What needs to be done:
How many lines in the listing below contain the word "trace"? Reply with the number alone.

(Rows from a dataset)
=-=-=-=-=

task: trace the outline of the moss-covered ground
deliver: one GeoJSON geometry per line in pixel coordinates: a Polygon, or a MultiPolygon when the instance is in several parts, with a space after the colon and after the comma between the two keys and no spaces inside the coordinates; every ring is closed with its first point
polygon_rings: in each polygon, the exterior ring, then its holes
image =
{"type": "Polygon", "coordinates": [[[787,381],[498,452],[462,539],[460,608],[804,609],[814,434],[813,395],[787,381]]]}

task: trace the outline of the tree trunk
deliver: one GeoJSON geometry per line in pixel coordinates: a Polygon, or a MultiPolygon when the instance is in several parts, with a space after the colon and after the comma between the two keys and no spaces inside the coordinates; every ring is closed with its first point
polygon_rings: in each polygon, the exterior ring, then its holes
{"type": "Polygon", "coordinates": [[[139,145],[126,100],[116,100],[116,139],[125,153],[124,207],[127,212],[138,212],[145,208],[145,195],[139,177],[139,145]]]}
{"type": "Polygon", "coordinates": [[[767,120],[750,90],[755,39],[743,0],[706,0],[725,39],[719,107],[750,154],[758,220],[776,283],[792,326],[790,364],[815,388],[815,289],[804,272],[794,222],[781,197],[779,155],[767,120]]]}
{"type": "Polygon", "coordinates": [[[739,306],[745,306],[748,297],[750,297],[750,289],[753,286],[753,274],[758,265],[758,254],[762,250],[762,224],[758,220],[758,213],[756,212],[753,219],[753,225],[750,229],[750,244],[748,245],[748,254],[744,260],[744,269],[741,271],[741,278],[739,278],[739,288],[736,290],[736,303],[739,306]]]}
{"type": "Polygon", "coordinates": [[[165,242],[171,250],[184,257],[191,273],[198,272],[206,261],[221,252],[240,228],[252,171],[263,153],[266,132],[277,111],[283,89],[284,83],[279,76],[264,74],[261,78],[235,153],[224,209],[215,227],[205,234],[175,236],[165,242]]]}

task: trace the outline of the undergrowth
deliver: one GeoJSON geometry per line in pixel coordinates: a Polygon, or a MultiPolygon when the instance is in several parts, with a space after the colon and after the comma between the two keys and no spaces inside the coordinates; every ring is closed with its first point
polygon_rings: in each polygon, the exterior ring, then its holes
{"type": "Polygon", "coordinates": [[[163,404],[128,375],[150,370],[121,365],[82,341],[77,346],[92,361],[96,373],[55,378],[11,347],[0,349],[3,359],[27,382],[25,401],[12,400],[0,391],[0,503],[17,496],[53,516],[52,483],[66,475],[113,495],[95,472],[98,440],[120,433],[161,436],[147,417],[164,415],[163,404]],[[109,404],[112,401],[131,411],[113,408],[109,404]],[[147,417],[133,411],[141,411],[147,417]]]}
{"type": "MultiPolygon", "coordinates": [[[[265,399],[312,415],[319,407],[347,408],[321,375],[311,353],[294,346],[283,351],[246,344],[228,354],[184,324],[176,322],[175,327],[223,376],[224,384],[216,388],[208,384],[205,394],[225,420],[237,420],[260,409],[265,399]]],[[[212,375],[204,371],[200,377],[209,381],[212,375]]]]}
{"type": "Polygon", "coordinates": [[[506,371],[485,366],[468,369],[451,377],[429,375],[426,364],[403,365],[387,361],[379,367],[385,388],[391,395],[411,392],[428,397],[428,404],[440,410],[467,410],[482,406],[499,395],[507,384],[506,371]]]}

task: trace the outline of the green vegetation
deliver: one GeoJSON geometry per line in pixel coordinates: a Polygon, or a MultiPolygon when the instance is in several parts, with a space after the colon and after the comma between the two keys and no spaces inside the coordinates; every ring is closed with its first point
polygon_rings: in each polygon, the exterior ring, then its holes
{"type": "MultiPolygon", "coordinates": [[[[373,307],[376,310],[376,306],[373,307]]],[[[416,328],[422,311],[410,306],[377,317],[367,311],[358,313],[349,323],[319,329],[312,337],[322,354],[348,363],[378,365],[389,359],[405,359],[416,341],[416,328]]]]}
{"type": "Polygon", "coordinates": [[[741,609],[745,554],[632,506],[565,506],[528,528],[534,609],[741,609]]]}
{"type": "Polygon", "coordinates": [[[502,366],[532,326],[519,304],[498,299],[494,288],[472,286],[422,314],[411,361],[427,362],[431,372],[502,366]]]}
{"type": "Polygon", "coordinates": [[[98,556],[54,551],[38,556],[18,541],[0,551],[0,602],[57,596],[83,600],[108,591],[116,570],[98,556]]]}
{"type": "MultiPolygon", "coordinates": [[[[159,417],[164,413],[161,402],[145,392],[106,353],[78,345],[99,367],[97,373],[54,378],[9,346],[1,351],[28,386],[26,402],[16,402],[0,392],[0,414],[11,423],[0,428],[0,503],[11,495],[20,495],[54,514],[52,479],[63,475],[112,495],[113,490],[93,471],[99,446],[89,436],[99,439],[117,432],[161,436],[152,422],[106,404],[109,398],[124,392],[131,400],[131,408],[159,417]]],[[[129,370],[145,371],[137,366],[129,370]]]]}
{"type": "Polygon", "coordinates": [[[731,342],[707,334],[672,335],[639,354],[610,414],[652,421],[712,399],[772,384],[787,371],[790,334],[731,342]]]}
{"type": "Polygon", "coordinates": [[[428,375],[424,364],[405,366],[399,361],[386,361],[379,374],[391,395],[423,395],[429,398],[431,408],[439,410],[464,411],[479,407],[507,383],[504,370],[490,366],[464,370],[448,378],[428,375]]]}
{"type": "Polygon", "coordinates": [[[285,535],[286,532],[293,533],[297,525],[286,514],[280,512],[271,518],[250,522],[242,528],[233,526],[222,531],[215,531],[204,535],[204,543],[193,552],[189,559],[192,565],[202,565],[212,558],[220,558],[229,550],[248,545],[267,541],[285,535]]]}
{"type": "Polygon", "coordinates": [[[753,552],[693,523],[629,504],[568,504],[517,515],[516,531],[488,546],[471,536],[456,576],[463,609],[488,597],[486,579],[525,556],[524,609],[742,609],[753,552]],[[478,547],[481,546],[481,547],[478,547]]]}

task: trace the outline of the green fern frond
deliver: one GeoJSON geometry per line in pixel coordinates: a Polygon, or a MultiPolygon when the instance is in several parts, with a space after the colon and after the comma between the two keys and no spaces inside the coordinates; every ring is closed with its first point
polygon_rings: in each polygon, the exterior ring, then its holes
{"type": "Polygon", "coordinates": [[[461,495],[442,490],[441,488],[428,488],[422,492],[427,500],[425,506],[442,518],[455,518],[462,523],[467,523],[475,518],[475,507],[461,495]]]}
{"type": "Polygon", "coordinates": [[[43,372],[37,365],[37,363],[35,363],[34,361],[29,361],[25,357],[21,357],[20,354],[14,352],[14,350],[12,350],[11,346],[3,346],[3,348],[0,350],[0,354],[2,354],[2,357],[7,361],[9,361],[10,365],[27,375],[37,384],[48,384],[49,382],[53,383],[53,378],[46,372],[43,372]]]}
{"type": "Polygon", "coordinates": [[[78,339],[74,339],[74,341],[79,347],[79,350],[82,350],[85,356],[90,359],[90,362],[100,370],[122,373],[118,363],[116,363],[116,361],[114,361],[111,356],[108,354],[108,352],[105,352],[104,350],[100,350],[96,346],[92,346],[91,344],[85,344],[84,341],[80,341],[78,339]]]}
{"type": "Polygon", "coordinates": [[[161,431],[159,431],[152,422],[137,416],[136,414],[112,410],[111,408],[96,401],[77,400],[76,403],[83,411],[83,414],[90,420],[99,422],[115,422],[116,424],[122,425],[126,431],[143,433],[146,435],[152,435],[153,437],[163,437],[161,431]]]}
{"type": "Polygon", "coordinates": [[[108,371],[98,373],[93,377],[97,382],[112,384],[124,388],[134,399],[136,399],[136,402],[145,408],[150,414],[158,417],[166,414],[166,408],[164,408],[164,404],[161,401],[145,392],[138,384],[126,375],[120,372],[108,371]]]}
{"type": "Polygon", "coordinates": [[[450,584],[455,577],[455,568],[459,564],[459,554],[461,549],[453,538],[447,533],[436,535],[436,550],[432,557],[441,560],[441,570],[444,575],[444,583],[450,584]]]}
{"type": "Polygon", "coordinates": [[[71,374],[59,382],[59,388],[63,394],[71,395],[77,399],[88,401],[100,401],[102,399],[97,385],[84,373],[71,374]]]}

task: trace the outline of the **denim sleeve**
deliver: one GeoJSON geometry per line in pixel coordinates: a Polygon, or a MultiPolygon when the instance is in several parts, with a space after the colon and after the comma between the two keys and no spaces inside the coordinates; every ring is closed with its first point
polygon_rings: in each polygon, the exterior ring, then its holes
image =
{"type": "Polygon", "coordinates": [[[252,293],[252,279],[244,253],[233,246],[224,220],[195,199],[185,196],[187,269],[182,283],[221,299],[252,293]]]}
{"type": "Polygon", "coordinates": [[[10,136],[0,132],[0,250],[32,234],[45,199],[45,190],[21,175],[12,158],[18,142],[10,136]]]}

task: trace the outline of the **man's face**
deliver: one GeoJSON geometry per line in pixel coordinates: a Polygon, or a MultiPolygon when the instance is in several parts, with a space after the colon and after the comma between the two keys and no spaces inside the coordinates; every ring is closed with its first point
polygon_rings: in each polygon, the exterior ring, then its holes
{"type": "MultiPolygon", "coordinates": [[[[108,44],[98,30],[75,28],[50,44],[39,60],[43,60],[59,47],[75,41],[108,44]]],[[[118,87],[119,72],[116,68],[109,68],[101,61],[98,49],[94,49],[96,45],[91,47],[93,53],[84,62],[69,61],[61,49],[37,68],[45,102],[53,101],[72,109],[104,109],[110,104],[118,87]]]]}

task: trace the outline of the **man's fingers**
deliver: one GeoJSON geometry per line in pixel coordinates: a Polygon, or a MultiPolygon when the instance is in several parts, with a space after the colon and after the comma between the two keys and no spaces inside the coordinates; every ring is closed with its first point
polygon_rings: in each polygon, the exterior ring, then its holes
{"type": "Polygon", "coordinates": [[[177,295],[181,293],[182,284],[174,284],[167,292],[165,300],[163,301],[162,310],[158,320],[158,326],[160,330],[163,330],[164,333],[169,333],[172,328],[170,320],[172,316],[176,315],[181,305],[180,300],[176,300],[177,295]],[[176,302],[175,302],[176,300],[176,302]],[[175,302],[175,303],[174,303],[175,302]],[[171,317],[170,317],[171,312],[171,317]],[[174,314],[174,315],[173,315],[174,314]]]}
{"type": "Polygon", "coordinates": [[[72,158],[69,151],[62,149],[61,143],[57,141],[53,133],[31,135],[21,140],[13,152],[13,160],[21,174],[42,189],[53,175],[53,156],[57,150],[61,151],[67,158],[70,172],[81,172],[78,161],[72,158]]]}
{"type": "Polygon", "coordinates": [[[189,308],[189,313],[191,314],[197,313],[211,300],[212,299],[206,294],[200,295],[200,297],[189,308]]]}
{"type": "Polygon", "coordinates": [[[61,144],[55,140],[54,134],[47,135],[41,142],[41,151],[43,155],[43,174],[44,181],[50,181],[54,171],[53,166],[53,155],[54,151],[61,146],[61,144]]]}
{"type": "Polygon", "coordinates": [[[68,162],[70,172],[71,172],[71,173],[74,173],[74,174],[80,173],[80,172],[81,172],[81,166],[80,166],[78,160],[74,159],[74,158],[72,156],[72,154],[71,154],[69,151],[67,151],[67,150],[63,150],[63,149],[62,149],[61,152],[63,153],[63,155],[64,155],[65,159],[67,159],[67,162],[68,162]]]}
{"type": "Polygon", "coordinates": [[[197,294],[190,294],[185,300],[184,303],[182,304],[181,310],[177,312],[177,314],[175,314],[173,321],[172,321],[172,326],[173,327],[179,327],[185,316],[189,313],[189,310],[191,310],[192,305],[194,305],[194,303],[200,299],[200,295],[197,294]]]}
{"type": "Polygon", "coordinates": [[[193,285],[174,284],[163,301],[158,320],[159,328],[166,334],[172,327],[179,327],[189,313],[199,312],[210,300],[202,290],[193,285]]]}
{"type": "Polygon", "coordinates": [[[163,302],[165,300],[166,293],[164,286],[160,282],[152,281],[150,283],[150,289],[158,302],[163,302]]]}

=-=-=-=-=

Answer to the problem:
8